## What to produce
Switch every "indicate" in the listing to "mark" and reproduce the rest unchanged.

Dataset excerpt:
========================================================================
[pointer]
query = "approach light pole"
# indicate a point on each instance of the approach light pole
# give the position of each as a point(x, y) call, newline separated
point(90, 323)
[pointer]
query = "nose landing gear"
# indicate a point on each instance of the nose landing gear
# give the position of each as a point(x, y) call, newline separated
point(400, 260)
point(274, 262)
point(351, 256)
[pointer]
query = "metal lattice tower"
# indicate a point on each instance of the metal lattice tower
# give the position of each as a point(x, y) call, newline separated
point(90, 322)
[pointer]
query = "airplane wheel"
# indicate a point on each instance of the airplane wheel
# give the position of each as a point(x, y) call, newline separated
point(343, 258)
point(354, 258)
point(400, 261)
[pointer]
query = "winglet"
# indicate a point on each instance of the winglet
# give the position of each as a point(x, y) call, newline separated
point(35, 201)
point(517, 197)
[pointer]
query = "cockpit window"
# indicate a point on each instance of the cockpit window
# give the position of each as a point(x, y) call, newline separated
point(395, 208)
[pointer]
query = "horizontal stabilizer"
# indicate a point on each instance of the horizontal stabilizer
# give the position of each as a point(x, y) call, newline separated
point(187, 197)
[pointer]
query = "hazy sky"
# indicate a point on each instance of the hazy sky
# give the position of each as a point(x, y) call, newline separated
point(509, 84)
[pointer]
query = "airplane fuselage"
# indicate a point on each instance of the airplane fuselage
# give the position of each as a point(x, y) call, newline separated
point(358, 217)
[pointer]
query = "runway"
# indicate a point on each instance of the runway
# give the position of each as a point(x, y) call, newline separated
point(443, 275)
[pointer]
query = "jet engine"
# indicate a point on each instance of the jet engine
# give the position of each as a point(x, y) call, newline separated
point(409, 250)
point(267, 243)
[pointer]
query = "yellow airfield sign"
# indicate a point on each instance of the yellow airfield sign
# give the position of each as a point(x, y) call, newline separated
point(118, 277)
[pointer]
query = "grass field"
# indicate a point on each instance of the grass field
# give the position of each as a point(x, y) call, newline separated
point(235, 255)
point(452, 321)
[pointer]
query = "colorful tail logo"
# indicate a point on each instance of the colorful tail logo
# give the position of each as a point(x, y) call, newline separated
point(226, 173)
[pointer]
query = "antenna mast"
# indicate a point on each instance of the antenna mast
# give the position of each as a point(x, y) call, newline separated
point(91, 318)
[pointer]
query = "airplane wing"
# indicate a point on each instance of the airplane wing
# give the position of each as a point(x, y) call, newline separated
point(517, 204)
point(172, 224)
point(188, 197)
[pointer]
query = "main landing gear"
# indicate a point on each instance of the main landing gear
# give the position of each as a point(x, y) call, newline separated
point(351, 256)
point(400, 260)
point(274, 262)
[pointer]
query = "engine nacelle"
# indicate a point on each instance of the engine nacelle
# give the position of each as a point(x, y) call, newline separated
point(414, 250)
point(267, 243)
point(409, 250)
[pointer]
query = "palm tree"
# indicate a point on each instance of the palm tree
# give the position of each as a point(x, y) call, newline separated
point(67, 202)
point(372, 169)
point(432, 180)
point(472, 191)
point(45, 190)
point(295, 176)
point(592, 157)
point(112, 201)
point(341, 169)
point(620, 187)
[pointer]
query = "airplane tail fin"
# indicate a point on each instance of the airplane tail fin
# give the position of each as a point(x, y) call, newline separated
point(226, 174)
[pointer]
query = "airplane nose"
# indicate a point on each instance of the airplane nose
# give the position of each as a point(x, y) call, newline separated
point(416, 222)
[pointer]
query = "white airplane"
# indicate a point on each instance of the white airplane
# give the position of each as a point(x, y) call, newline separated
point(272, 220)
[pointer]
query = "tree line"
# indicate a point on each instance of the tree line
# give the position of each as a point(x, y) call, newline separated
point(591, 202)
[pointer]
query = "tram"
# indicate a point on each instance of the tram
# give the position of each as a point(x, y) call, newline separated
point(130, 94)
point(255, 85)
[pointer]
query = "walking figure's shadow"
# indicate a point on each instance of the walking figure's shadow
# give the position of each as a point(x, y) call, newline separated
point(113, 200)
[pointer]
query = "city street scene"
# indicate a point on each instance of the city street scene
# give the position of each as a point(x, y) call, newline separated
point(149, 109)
========================================================================
## Response to this exercise
[pointer]
query = "approach light pole"
# mark a point on each instance of the approach light pole
# give the position of each as a point(x, y) call, newline separated
point(90, 323)
[pointer]
query = "nose landing gear"
# mark a point on each instance of the nose landing gear
# give the position of each as a point(x, y) call, newline separated
point(400, 260)
point(274, 262)
point(351, 256)
[pointer]
query = "metal lattice tower"
# mark a point on each instance of the metal lattice tower
# give the position of each as a point(x, y) call, newline separated
point(90, 322)
[pointer]
query = "airplane wheel"
# mark a point on each instance of the airplane wheel
# give the position of each as a point(x, y) call, newline separated
point(343, 258)
point(354, 258)
point(400, 261)
[pointer]
query = "winglet"
# mark a point on each instance of the winglet
# give the position of each as a point(x, y) call, newline separated
point(35, 201)
point(517, 197)
[pointer]
query = "cockpit window"
# mark a point on each instance of the cockpit window
# give the position of each as a point(x, y) call, newline separated
point(395, 208)
[pointer]
query = "horizontal stabilizer"
# mark a point on each instance of the horizontal stabilizer
# give the position of each as a point(x, y) call, newline separated
point(187, 197)
[pointer]
query = "hazy sky"
# mark a point on each instance of the hazy sky
# give the position of each as a point(x, y) call, newline separated
point(509, 84)
[pointer]
query = "airplane fuselage"
# mark a point on each instance of the airplane fuselage
# give the position of each as a point(x, y) call, newline separated
point(358, 217)
[pointer]
query = "runway"
# mark a point on each instance of the runway
# give the position of each as a point(x, y) call, newline separated
point(443, 275)
[pointer]
query = "jet engine"
# mark a point on each instance of the jet engine
# give the position of each as a point(x, y) call, newline separated
point(409, 250)
point(267, 243)
[pointer]
query = "yellow airfield sign"
# mark a point on each instance of the yellow airfield sign
# give the position of each as a point(x, y) call, newline separated
point(118, 277)
[pointer]
query = "grass field"
# mark a point on each instance of the grass field
# give the position of each as a point(x, y) call, newline separated
point(235, 255)
point(452, 321)
[pointer]
query = "colorful tail logo"
# mark a point on each instance of the colorful tail logo
# give the position of each as a point(x, y) call, newline separated
point(226, 173)
[pointer]
query = "antenna mast"
# mark a point on each instance of the antenna mast
# give the position of each as a point(x, y) call, newline separated
point(91, 318)
[pointer]
query = "airplane wing"
# mark a point on each instance of the airplane wing
# give the position of each as a point(x, y) call, newline separated
point(517, 204)
point(172, 224)
point(188, 197)
[pointer]
query = "main landing gear"
# mark a point on each instance of the main landing gear
# give the position of each as a point(x, y) call, newline separated
point(351, 256)
point(400, 260)
point(274, 262)
[pointer]
query = "engine nacelle"
# mark a point on each instance of the engine nacelle
# give the position of each as a point(x, y) call, newline separated
point(414, 250)
point(267, 243)
point(409, 250)
[pointer]
query = "palm tree"
# mark a point on each instance of the palm tree
# give the position of each as a point(x, y) call, newline separated
point(67, 202)
point(372, 169)
point(432, 180)
point(472, 191)
point(45, 190)
point(295, 176)
point(592, 157)
point(112, 201)
point(341, 169)
point(620, 187)
[pointer]
query = "airplane tail fin"
# mark a point on each instance of the airplane tail fin
# give the position of each as a point(x, y) call, newline separated
point(226, 174)
[pointer]
query = "airplane nose"
# mark a point on each instance of the airplane nose
# give the position of each as a point(x, y) call, newline separated
point(416, 222)
[pointer]
query = "white airplane"
# mark a point on each instance of the white airplane
# give the position of each as a point(x, y) call, newline separated
point(272, 220)
[pointer]
query = "tree line"
# mark a point on each instance of the tree line
# give the position of each as a point(x, y) call, newline separated
point(591, 202)
[pointer]
query = "tram"
# mark a point on each instance of the tram
# give the position of each as a point(x, y) call, newline separated
point(130, 94)
point(255, 85)
[pointer]
query = "walking figure's shadow"
# mark a point on each instance of the walking figure's shadow
# give the position of each as a point(x, y) call, newline separated
point(113, 200)
[pointer]
query = "city street scene"
# mark a point on each instance of the city street scene
# give the position of each as a point(x, y) call, newline separated
point(149, 109)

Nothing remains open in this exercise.